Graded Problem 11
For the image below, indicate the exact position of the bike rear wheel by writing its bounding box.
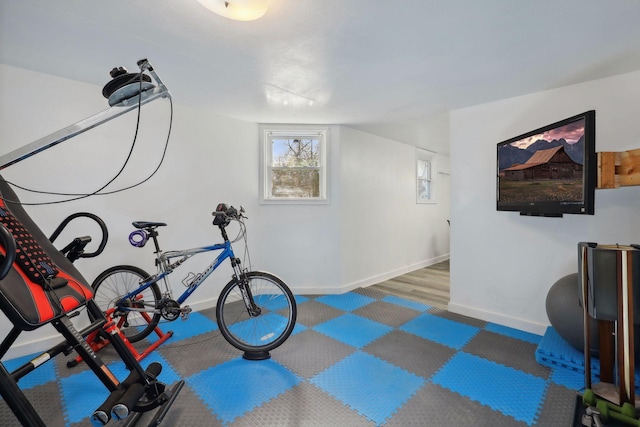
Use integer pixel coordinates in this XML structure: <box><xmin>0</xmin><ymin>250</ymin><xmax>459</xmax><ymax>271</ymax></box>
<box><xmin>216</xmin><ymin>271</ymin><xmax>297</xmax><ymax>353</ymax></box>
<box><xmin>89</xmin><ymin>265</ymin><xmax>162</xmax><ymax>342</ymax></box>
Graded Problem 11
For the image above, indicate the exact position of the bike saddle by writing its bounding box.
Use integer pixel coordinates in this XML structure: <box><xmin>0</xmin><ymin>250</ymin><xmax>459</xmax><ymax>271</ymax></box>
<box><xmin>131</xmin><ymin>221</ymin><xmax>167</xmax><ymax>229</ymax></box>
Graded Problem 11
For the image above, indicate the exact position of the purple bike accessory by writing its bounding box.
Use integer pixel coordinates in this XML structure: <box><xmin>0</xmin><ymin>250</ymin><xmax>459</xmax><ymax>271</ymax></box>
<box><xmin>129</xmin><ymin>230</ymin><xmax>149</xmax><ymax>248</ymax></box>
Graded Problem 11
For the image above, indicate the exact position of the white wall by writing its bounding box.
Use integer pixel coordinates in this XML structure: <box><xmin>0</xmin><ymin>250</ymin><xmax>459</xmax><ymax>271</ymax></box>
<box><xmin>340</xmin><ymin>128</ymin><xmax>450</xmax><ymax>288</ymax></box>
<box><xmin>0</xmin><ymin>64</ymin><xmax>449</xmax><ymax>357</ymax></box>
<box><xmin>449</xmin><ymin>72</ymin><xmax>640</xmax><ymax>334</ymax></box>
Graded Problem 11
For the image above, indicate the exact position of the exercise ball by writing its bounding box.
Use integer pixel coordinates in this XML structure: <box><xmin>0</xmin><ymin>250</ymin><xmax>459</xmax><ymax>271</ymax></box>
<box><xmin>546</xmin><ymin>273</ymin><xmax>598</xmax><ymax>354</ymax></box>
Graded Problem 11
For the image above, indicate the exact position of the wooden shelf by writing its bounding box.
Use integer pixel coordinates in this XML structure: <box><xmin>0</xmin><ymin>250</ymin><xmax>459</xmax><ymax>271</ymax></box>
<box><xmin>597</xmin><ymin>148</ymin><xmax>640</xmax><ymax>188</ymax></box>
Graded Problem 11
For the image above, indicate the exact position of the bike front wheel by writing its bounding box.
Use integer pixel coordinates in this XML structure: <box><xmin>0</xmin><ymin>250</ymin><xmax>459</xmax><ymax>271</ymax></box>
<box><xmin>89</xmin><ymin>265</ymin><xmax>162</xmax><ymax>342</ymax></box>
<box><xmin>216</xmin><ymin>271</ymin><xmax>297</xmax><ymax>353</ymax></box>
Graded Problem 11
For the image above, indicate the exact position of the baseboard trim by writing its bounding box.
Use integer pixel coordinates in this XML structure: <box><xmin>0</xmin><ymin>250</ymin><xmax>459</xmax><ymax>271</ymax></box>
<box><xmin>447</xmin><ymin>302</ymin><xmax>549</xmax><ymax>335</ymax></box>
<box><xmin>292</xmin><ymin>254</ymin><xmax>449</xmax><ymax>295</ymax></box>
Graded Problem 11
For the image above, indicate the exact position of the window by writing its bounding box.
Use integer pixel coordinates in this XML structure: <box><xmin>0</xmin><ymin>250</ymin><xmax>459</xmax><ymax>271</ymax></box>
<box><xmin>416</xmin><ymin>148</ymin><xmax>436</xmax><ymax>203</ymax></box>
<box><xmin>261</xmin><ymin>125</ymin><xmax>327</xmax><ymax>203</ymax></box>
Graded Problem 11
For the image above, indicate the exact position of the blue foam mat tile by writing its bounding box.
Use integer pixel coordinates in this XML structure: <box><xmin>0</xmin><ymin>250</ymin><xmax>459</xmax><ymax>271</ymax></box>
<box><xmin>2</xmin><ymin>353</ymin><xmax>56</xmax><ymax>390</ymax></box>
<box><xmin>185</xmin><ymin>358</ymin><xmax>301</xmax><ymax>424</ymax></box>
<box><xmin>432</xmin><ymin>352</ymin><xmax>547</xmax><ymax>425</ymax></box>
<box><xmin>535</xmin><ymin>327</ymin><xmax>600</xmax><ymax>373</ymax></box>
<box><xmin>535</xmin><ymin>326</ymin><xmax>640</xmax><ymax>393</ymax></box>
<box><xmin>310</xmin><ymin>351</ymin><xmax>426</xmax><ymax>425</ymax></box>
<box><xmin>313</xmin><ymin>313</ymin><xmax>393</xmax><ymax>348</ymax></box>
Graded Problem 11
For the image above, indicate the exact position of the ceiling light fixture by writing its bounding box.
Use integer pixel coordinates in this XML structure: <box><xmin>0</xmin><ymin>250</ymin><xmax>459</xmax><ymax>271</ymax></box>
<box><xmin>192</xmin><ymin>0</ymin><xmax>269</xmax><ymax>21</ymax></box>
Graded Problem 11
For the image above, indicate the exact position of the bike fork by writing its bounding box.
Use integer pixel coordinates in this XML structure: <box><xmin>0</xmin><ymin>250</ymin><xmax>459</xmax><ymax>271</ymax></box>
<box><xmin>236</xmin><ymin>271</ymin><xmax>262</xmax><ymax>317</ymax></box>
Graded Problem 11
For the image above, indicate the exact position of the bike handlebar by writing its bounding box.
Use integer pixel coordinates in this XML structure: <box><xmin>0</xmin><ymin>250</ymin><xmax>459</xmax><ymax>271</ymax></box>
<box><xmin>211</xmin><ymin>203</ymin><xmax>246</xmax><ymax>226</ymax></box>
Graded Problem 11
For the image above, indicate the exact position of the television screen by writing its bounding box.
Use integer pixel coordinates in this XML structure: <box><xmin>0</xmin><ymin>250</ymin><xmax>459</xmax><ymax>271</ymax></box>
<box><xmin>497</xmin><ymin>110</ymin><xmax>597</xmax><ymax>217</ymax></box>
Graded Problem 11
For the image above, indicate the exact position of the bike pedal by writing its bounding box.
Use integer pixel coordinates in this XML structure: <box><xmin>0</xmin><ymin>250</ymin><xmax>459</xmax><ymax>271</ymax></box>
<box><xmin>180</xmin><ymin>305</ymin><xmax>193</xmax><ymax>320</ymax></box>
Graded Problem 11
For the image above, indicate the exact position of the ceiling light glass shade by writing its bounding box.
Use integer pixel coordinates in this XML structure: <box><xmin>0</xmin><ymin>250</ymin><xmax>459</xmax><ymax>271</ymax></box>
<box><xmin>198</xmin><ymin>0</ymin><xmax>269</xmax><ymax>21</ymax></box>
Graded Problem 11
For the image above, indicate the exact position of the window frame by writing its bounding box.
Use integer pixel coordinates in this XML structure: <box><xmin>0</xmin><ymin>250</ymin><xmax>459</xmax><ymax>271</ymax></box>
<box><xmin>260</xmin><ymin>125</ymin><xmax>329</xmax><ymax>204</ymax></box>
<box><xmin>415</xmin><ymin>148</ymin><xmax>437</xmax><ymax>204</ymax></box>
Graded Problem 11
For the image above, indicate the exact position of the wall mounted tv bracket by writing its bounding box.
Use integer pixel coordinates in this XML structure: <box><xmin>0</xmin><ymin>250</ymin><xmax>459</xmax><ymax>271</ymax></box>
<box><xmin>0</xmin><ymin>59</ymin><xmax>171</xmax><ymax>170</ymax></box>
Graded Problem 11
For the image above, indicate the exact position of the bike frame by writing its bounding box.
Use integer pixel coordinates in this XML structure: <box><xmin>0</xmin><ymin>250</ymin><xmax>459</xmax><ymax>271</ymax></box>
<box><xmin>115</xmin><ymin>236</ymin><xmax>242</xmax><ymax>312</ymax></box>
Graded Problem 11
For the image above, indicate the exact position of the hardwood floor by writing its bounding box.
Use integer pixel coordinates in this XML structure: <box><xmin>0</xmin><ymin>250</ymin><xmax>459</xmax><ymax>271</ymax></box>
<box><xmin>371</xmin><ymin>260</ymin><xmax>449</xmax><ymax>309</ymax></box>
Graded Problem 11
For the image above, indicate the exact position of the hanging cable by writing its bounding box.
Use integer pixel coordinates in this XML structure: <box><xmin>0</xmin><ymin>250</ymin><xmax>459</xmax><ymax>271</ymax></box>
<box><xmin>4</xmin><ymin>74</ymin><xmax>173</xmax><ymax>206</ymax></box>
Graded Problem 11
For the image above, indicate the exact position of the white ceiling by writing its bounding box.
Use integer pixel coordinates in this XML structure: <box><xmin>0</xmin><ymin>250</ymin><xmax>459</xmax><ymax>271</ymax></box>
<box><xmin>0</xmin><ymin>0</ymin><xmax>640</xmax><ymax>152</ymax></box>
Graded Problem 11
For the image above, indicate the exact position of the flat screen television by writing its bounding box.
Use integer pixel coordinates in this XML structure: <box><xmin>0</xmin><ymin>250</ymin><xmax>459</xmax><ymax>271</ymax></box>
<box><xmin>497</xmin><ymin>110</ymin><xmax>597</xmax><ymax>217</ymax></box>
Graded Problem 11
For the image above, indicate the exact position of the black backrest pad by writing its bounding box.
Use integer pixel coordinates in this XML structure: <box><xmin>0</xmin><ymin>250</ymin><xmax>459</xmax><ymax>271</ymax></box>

---

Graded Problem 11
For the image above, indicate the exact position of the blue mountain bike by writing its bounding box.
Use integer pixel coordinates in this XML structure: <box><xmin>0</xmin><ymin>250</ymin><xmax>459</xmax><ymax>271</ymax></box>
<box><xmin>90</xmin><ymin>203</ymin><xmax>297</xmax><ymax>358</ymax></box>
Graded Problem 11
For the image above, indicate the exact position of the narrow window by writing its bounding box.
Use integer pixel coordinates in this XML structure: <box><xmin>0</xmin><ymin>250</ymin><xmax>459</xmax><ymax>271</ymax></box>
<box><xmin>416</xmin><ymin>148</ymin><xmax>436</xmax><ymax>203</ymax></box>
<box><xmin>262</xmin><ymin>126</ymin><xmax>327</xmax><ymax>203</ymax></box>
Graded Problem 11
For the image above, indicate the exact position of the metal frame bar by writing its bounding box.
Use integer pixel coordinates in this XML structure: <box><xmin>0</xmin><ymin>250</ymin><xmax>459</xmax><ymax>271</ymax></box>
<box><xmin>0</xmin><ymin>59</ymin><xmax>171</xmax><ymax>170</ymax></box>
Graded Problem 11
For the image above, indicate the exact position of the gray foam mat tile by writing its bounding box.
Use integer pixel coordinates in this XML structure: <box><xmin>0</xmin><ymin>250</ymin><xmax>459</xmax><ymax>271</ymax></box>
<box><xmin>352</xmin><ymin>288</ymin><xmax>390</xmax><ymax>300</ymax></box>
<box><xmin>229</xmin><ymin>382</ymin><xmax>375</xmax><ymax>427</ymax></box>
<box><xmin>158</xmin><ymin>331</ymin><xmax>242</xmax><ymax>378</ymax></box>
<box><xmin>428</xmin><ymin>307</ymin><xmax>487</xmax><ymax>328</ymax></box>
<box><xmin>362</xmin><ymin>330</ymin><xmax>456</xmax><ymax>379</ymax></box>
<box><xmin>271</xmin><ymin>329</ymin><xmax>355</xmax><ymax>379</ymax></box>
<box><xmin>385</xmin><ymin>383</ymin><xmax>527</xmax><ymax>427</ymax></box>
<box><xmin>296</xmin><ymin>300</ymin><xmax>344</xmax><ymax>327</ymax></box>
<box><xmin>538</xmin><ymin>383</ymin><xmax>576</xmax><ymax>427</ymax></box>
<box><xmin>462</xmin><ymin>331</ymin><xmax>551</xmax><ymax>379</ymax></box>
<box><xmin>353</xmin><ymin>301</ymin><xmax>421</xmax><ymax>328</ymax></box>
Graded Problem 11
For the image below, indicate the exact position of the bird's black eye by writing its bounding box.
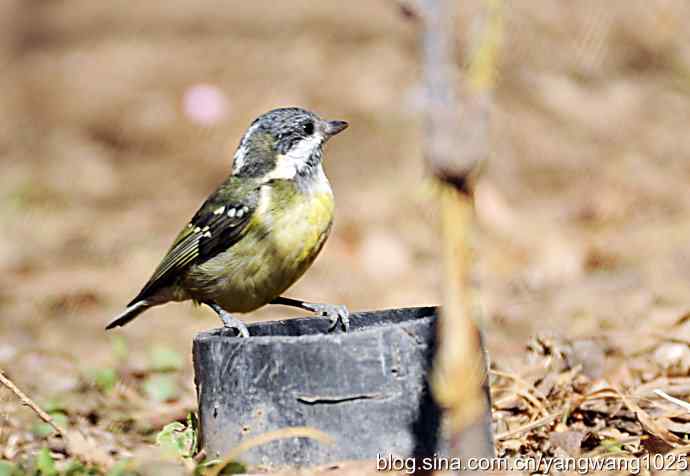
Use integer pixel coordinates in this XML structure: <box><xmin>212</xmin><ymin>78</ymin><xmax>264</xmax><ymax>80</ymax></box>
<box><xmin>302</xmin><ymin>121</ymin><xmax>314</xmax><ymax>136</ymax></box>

Stated exercise:
Identify every line above that contains the word "light" and copy each one. Matching is case-sensitive.

Final result:
For the image above, indicate the exact position of the ceiling light fixture by writing its bounding box.
For the image above, indicate the exact position of the ceiling light glass shade by writing its bounding box.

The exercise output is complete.